━━ Supplied data

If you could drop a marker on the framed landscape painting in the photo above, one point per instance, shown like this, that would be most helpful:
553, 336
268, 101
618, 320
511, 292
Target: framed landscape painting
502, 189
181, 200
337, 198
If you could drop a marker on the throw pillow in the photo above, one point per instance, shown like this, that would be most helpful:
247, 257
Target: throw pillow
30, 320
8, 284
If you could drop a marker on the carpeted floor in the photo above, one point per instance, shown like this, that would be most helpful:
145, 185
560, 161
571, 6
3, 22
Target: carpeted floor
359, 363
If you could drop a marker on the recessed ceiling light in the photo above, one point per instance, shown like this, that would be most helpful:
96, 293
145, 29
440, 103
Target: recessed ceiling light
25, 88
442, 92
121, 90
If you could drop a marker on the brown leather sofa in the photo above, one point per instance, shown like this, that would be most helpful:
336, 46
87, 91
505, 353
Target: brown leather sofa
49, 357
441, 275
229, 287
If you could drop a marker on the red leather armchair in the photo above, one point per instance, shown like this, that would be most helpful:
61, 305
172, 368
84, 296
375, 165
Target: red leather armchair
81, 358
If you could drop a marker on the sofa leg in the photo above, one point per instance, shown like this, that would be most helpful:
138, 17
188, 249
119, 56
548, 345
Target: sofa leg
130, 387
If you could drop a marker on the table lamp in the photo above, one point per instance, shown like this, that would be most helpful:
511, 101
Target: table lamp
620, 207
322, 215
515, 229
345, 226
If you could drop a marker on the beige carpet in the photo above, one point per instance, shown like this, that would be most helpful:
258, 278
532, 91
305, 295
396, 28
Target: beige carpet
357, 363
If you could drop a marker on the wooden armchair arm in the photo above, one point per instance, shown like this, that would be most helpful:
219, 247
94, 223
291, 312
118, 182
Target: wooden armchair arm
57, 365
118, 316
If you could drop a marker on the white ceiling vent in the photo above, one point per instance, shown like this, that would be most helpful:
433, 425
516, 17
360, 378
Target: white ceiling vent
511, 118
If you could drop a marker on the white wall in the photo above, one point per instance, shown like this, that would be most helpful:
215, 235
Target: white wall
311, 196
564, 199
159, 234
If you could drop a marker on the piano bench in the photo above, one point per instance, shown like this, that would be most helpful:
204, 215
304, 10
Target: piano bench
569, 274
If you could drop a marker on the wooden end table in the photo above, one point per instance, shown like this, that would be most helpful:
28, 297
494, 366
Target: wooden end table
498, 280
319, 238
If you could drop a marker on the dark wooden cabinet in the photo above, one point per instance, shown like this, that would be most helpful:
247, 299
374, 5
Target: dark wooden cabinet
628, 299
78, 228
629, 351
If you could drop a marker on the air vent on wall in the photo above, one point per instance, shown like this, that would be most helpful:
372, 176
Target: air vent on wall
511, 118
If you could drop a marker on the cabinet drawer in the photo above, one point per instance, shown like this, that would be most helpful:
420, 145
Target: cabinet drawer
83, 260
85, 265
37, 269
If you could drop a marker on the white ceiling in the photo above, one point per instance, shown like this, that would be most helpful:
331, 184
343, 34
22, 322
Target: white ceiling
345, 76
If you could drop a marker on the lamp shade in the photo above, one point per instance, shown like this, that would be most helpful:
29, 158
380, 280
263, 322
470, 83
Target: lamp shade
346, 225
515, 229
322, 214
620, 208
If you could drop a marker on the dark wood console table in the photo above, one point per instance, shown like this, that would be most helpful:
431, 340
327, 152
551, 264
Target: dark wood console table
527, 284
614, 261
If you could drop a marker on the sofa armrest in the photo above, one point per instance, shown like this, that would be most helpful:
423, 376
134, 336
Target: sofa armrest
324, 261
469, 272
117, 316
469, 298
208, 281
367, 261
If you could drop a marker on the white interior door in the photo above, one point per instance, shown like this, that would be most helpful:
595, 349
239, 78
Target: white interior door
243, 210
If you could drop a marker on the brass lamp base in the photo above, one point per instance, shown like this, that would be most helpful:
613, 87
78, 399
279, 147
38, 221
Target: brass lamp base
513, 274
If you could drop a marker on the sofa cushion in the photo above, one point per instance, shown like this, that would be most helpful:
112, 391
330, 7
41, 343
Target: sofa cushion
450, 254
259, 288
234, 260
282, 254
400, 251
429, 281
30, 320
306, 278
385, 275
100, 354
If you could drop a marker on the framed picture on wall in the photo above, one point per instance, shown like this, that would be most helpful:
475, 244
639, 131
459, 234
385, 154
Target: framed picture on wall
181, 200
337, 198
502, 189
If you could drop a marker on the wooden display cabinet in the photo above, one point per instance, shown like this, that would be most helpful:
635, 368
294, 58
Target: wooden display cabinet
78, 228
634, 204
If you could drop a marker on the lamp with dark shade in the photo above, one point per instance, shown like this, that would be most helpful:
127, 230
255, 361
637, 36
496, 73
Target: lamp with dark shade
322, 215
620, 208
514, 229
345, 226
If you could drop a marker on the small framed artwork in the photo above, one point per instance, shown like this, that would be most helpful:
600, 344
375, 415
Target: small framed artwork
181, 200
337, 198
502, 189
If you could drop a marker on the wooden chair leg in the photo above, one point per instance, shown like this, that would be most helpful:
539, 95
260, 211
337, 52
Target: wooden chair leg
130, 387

━━━━

» Work to complete: Update the entries by replacing "drop a marker on" with "place a point on" and leave everything else unchanged.

» Correct response:
If you could place a point on the framed landscape painting in the photo above, one point per instance, shown like this, that would be most helpful:
553, 336
268, 101
618, 320
511, 292
Target: framed landscape painting
502, 189
181, 200
337, 198
If you could place a point on the throw pillow in the photo above, one point per instance, shown like this, that would be most helpful:
247, 257
Target: throw pillow
30, 320
8, 284
If you could place a point on the carpeted floor in the photo above, one point per instance, shown like this, that would be most helpful:
145, 185
560, 161
571, 6
3, 22
Target: carpeted floor
359, 363
If you could place a point on the recessed ceiling light in the photo above, one point per instance, shown like this, that would be most helpful:
96, 293
145, 29
440, 103
Target: recessed ceiling light
25, 88
442, 92
121, 90
If you could place a point on the brown leather sofa in the photo above, one point per instance, shown like this, that would be most helpful:
336, 46
87, 91
505, 353
Target: brown leather sofa
49, 357
441, 275
229, 287
If you could place a point on the red leather armchair in the photo above, one point per instance, shown like this, that would be most helpful:
61, 305
172, 368
84, 296
375, 165
Target: red leather armchair
81, 358
If you could place a point on the sofa leg in the photo above, one point per instance, shown like this, that would be most helpful:
138, 17
188, 249
119, 56
548, 345
Target: sofa leg
130, 387
If you could place a point on the table lamp in the photo above, one point per instance, shown like this, that would be most helpful:
511, 101
Target: table lamp
620, 207
322, 215
515, 229
345, 226
If you could place a point on the beige carpet in the photo above, one point per instance, shown like this, that would be most helpful:
258, 278
532, 91
305, 295
396, 28
Target: beige carpet
357, 363
If you could place a point on the wooden armchair arm in the photo above, one point per instance, shown like this, that would be most helpful:
219, 247
94, 223
291, 312
118, 182
Target: wooden armchair arm
57, 365
118, 316
If you could place a point on the white ceiling vent in the photo above, one point per instance, shown like this, that would be most helpful:
433, 425
516, 17
360, 378
Target: white ceiling vent
511, 118
If you could place a point on the white wall in the photo above, one point per instance, shown like this, that would be most helpful:
215, 235
Target: white wall
311, 196
564, 199
159, 234
If you could place a point on the piano bench in the photo above, one point per instance, shown like this, that would be most helpful:
204, 215
304, 10
Target: piano bench
569, 274
If you could place a point on the wooden end table in the photo above, one point per instance, shown like this, that would be most helpful:
28, 297
494, 366
Target: wooden end table
498, 280
319, 238
If you could place a point on the dark wooden cabinet in the photo above, one point per instance, shown like this, that would be most helpful:
247, 299
374, 5
Target: dark wooden cabinet
628, 299
78, 228
629, 351
If you could place a point on the air vent on wall in the photo above, one point per instance, shown like this, that would be most helpful:
372, 176
Target: air vent on wall
511, 118
If you could place a point on the cabinet drawer in the photo above, one point per instance, shown like this, that would be most helpful:
420, 145
Target: cabinet drawer
83, 260
85, 265
37, 269
If you could place a point on the white ceiling in the photo above, one point per instance, shown like this, that would be most helpful:
331, 184
343, 34
22, 322
Target: white ceiling
345, 76
If you could place a point on the lamp shade in the photo above, one point per instance, shown like this, that would be most helpful:
29, 158
380, 280
263, 322
470, 83
Target: lamp shade
346, 225
515, 229
322, 214
620, 208
If you could place a point on the dark wood console table in the photo above, one point per instance, shown like this, that would be most helpful:
431, 340
327, 152
551, 264
Target: dark wood console table
527, 284
614, 261
If you could place a point on the sofa armrest in the photo above, one point per instance, shown like this, that would be most helpful:
423, 376
134, 336
Target: sofa armrest
324, 261
469, 272
117, 316
469, 298
208, 281
367, 261
If you could place a point on the white interior door in the photo above, one point per instance, shown like this, that would be most helpful:
595, 349
239, 78
Target: white interior door
243, 210
If you could place a point on the brass lamp base in the photo above, one point per instance, shown like this, that would be most helpful:
613, 87
78, 399
279, 147
38, 221
Target: brass lamp base
513, 274
If you could place a point on the sofa cushion in the photo above, one point per instance, shown like this, that would be most helpful:
112, 391
330, 7
41, 343
Target: sofa cushion
450, 254
259, 288
234, 260
282, 254
400, 251
429, 281
30, 320
306, 278
385, 275
100, 354
If you could place a point on the framed picture on wall in the photo above, one point per instance, shown like this, that would be most helpful:
475, 244
639, 131
459, 234
385, 154
Target: framed picture on wall
181, 200
337, 198
502, 189
If you could place a point on the wooden display cabinet in the photo above, one point per instance, shown like this, that would be most helpful:
635, 368
294, 58
Target: wooden display cabinet
78, 228
634, 204
If you could place a point on the lamp with dark shade in the photo above, one point per instance, shown like this, that would be most helpful:
127, 230
255, 361
637, 36
496, 73
Target: lamp with dark shade
322, 215
620, 208
514, 229
345, 226
If you could place a point on the small framed artwork in the photo above, one point per instance, shown like this, that would be most helpful:
600, 344
375, 415
Target: small framed artwork
181, 200
337, 198
502, 189
If you could place a point on the wooden chair leg in the photo above, one point per instance, shown like this, that would be most helpful:
539, 95
260, 211
337, 52
Target: wooden chair leg
130, 387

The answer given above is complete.